> [EXERCISE TEXT]
╭──
On December 18, 1970, Share, along with four other Manson followers: Lynette "Squeaky" Fromme, Dennis Rice, Steve "Clem" Grogan, and Ruth Ann "Ouisch" Moorehouse, were charged with attempted murder after they plotted to kill former fellow Manson Family member Barbara Hoyt. They had wanted to prevent her from testifying for the prosecution against Manson, Susan Atkins, Leslie Van Houten, and Patricia Krenwinkel during the Tate/LaBianca murder trial.

They planned for Moorehouse to lure Hoyt to Honolulu, Hawaii, so that she would be unable to testify. If she could not persuade Hoyt against testifying, Moorehouse was to kill her. After they visited, on September 9, 1970 Hoyt prepared to board a flight back to California. Moorehouse bought Hoyt a hamburger and laced it with a large dose of LSD. Moorehouse left Hoyt at the airport and flew back to California alone. Hoyt survived this attempt on her life, and Share and the others were charged with attempted murder. The charge was later reduced to conspiracy to dissuade a witness from testifying. Share, Fromme, Rice, and Grogan served 90-day sentences at the Los Angeles County Jail. Moorehouse never served her sentence, as she failed to appear at the sentencing hearing.

While incarcerated, Share gave birth to a son, Phoenix, on January 5, 1971. The baby was taken from her and placed into foster care. After being released from prison, she was able to be reunited with Phoenix.
╰──
> [STORED DATA]
╭──
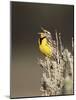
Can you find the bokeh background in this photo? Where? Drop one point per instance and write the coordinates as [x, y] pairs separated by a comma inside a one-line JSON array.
[[26, 21]]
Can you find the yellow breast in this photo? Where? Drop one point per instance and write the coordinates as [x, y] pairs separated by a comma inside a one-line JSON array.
[[45, 48]]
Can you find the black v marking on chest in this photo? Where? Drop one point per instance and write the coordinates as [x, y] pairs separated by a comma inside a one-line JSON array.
[[41, 39]]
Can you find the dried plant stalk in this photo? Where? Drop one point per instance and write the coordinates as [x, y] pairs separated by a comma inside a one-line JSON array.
[[57, 75]]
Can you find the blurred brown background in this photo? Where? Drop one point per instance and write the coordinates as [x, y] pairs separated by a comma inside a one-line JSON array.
[[26, 20]]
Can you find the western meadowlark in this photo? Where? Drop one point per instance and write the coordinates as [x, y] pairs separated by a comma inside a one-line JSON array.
[[45, 47]]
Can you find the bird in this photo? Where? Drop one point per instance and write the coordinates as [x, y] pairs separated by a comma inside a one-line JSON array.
[[44, 46]]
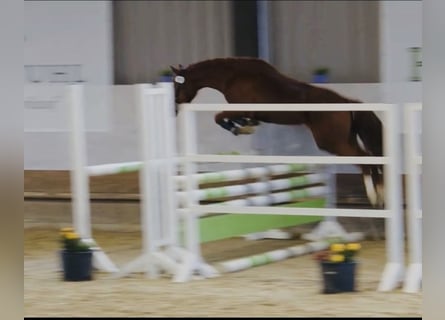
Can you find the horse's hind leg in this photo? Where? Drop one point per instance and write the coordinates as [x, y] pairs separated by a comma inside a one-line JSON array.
[[237, 122], [342, 145]]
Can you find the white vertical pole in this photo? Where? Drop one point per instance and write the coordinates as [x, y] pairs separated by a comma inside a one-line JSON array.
[[413, 276], [393, 273], [192, 220], [169, 130], [263, 29], [79, 179], [413, 186], [146, 179]]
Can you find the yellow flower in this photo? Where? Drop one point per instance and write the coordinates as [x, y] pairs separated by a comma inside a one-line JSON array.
[[337, 247], [72, 235], [353, 246], [337, 258]]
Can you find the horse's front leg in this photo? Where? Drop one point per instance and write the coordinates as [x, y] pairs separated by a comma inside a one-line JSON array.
[[237, 122]]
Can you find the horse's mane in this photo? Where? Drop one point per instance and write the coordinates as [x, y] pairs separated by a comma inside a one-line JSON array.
[[241, 63], [257, 67]]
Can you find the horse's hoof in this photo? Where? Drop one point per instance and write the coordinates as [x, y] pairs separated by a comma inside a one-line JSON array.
[[246, 130]]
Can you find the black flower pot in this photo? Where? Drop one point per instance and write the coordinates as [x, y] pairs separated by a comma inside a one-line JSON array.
[[77, 265], [338, 277]]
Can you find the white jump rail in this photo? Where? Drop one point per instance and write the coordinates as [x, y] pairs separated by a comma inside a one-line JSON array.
[[413, 157], [393, 272]]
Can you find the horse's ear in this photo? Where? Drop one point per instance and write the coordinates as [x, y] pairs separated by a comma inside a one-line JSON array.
[[174, 70]]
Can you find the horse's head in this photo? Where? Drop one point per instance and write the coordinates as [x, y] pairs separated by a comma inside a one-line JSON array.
[[185, 90]]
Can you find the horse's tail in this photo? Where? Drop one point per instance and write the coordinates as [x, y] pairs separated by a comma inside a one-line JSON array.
[[368, 127]]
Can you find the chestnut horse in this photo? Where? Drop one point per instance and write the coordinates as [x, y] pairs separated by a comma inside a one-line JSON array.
[[252, 80]]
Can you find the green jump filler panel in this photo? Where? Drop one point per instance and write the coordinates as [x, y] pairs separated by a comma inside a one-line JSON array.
[[226, 226]]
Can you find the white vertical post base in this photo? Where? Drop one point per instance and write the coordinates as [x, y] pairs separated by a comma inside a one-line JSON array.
[[392, 277], [100, 260], [181, 265], [413, 279]]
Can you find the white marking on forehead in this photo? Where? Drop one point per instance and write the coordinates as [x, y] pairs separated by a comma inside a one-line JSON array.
[[179, 79]]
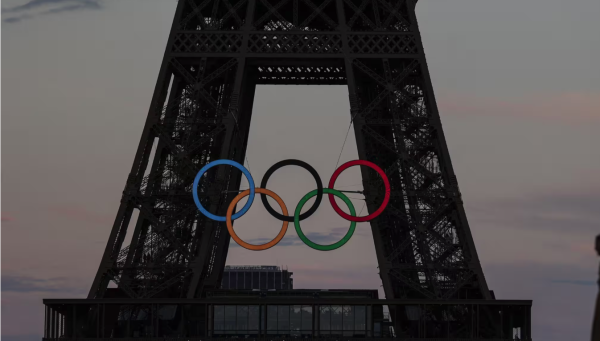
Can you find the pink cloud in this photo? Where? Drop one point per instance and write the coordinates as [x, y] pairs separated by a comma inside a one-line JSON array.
[[576, 108], [80, 214], [7, 217]]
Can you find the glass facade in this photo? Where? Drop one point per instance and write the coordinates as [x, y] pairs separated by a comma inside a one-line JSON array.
[[291, 320], [258, 277]]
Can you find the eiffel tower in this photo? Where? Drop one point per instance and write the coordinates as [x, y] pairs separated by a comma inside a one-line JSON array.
[[216, 54]]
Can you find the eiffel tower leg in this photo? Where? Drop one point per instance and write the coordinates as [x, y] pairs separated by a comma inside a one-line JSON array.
[[423, 242]]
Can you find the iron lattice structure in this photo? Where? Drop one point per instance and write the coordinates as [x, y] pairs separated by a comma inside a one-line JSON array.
[[217, 52]]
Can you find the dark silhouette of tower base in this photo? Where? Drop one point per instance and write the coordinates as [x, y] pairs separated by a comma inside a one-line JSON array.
[[218, 51]]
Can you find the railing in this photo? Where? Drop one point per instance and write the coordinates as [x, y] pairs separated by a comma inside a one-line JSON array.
[[267, 339], [143, 319]]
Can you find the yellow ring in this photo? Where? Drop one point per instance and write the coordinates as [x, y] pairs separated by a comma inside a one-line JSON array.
[[238, 239]]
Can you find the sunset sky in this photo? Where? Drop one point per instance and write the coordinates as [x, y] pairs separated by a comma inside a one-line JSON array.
[[518, 87]]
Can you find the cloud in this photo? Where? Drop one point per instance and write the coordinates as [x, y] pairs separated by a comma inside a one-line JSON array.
[[80, 214], [560, 211], [577, 108], [23, 284], [43, 7], [7, 217], [559, 311]]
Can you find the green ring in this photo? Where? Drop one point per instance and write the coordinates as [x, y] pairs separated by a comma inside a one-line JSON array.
[[313, 244]]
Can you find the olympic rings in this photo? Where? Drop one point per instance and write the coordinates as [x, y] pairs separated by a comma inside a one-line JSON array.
[[386, 199], [216, 163], [297, 217], [291, 162], [312, 244], [238, 239]]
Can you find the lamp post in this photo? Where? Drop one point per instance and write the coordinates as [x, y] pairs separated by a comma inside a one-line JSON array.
[[596, 323]]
╰──
> [TASKS TO COMPLETE]
(1) According to the text about the plot against Barbara Hoyt, what did Moorehouse put in the hamburger she bought for Hoyt?
(2) Extend the text about the plot against Barbara Hoyt, beginning after its final sentence.
The rows have nothing to do with the text about the plot against Barbara Hoyt.

> [ANSWER LIST]
(1) A large dose of LSD.

(2)
On August 21, 1971, Share, accompanied by Family members Kenneth Como, Mary Brunner, Dennis Rice, Charles Lovett, and Larry Bailey, drove a van to a Hawthorne, California Western Surplus Store. Inside they brandished guns and ordered store patrons and clerks to lie on the floor. They took 143 rifles from the premises, and loaded them into the van, while a store clerk tripped the silent alarm. (The group had previously held up a liquor store.) When a police squad car arrived, Share opened fire on the vehicle, hitting the windshield. Police returned gunfire, which wounded Brunner, Share, and Bailey. Police arrested all five for the armed robbery. In addition, they alleged that they planned to hijack a Boeing 747 and threaten to kill one passenger each hour until Manson and fellow Family members were released from prison.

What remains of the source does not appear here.